* BEGIN SELECTED EXTRACT *
I have used crescent (adjustable) wrenches on the shift arms that carry and move the fork 'swivel'. I don't know the names. In your case you have two choices. Move the collar to engage 1st gear, or move the fork for 1st/2nd into neutral.
I would lay the cover over/near the top of the transmission and determine which fork is not aligned with which collar. I think you'll find the first fork does not align with the 1-2 collar.
I think I read the lever seems to be in neutral. If that is the case, it may be possible that the end of the lever is not really 'caught' by the mechanism(shift rods & u-shaped aperatures) but is outside of its normal spot. You should be able to move the lever and watch the shift fork levers move forward and back as each gear is selected. Moving the gizzards without the normal shift lever length(for leverage) will be hard, so the lever must be attached, or something similar, to gain enough leverage to cycle through the gear selections.
You should be able to select each gear and see the forks move. If the linkage is out of synch, one or more of the forks will be out of position. If there is missing interlock bits, you could end up having two gears selected, which is not good, and would lock the transmission. If the 'rebuilder' got the shift linkage wrong, it won't operate properly.
* END SELECTED EXTRACT *
• **EXERCISE AIM**:
Extend the transmission shift-fork advice above with the paragraph that would come next.
* BEGIN DATA PROVIDED *
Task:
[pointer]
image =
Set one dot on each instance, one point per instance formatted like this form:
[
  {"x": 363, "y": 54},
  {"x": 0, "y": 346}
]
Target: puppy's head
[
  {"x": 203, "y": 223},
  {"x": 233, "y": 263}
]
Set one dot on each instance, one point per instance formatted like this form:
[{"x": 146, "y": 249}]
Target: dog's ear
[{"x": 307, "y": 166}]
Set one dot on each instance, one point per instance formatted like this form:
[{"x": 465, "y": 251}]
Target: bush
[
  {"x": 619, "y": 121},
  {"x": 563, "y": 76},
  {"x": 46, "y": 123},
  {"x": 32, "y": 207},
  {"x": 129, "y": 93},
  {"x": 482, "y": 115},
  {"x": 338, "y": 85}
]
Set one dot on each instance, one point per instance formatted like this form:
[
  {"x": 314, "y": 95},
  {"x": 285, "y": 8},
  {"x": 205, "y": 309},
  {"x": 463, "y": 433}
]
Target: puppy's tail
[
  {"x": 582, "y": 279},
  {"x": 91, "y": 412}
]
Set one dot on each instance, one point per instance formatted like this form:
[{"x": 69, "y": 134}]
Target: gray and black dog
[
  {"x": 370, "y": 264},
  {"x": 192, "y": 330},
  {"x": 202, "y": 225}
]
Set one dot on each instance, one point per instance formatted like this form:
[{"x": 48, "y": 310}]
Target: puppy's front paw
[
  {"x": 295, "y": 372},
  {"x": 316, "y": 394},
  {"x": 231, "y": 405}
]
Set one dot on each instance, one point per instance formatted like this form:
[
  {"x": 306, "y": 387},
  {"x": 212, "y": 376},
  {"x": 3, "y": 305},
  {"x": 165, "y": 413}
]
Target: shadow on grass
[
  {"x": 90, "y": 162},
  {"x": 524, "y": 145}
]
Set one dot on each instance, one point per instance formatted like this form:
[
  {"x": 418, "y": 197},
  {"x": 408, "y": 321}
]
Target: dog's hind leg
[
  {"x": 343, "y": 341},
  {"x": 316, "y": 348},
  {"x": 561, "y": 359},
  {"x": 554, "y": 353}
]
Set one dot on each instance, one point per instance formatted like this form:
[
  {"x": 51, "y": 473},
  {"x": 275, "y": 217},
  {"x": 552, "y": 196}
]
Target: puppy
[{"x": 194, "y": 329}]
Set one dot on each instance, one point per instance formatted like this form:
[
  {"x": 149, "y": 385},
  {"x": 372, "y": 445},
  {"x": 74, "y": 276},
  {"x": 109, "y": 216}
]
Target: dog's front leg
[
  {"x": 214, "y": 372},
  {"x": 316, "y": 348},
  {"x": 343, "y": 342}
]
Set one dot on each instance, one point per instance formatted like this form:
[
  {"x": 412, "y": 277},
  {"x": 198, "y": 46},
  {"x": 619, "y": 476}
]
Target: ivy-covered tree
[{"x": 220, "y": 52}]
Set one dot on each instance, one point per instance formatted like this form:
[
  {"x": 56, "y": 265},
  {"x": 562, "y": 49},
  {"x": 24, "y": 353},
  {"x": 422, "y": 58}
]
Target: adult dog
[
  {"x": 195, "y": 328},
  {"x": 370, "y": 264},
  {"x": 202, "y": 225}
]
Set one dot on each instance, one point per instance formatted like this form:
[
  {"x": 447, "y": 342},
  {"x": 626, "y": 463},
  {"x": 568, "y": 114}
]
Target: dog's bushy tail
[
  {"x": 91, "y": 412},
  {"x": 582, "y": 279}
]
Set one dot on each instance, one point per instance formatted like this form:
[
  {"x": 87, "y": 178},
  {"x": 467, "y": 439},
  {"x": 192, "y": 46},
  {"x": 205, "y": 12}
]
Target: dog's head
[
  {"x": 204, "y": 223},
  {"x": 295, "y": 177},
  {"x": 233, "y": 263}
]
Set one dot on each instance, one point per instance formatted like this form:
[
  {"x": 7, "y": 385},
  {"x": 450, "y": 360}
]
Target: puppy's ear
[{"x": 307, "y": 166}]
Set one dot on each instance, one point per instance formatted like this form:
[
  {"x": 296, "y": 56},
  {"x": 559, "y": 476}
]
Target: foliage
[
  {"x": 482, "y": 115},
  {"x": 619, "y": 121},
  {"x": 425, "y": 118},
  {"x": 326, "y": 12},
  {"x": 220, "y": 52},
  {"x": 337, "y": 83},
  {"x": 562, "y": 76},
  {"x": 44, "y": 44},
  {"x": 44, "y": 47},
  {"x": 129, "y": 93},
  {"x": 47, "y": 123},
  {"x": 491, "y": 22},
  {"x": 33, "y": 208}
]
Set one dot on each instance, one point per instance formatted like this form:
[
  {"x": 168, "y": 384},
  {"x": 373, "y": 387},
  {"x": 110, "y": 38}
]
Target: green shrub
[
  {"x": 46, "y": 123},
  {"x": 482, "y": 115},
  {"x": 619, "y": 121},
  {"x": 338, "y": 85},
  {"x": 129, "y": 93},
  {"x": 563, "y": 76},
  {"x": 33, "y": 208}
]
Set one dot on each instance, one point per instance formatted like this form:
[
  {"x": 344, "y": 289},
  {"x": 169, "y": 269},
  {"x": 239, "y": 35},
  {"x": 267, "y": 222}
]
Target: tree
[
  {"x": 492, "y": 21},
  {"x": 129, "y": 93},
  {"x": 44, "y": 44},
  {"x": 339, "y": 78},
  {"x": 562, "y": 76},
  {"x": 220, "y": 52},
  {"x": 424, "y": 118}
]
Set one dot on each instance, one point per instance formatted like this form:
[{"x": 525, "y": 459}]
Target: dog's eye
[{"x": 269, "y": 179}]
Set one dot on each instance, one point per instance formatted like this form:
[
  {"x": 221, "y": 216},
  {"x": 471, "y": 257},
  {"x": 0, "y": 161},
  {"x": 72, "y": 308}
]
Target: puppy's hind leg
* END DATA PROVIDED *
• **RESULT OF THE EXERCISE**:
If the transmission was 'locked' in 1st gear, then the linkage is/was messed up. The interlock is set up, I think, but putting all the rods in 'neutral', with the detent springs/***** installed to keep them aligned. As the shift rods move into a gear select position, they force the other two selecting rods to be 'locked' into place by pushing ***** into place that interfere with the rod moving. When the gear is de-selected, the rod moves, and then the interlock ***** are allowed to move out of the way of the other shift rods. If you were locked in gear, then one or more of the interlocks ***** were out of place, preventing the rod from moving. You just have to get them all in place, neutral, and see that they can move to and fro properly before installation. They should be movable, with sufficient force, and will resist to where you may think them locked, but if you use a gentle persuader, such as a hammer handle while you hold the hammer head, to push, you can apply more force without the possibility of damaging things which would occur using the OTHER end of the hammer. IOW, use the hammer as leverage to be able to supply more force BY HAND, than you can normally do, but not as much as you could apply with a hammer. The detents WANT to stay in place, and need a good 'thunk' to get freed and move the lever & fork. Get 'em all in 'neutral' and work from there.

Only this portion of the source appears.